▶ [DATA RECORDS]:
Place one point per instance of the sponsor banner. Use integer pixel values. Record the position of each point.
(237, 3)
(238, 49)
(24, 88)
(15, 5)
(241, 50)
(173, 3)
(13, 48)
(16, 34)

▶ [WHAT YOU HAVE TO DO]:
In full and without changes, copy the entries above.

▶ [SOLUTION TO THE PROBLEM]:
Place one point per instance of the sponsor banner. Use integer pixel values. Record the position of each point.
(237, 3)
(238, 49)
(24, 88)
(15, 5)
(241, 50)
(173, 3)
(13, 48)
(16, 34)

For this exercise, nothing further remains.